Provided data
%%

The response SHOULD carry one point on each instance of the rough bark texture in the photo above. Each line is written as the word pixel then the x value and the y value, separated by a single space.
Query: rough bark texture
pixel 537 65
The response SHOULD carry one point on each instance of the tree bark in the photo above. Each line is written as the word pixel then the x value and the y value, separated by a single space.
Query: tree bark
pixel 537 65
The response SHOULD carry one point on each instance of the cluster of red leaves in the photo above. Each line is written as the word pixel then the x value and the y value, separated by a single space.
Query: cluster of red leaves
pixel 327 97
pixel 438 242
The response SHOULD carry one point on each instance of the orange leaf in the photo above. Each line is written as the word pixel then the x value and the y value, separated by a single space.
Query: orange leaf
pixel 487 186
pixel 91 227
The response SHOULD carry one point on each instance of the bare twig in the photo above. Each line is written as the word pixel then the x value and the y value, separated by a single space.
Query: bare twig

%%

Your task is to give the records above again, exactly.

Output of the exercise
The response SHOULD carry one point on each instance of the rough bark texture in the photo above. Each line is written as the word pixel then the x value and the y value, separated by a single space.
Query: rough bark texture
pixel 537 65
The response SHOULD carry one point on each instance of the tree bark in the photo above. Each line is written as the word pixel then the x value and the y value, separated by a single space.
Query: tree bark
pixel 537 65
The response SHOULD carry one point on each instance of the cluster of red leaves in the photo above. Each line is written as the word pixel then the x value and the y value, separated by a single space.
Query: cluster of red leaves
pixel 327 97
pixel 438 242
The response SHOULD carry one point on each instance of the orange leaf in the photo above. Each line is written as the word pixel then the x value and the y value, separated by a single space.
Query: orange leaf
pixel 487 186
pixel 91 227
The response SHOULD carry one point on each instance of the bare twig in the photo above. Each line is written as the word pixel then the x value and the y value, separated by a single space.
Query: bare twig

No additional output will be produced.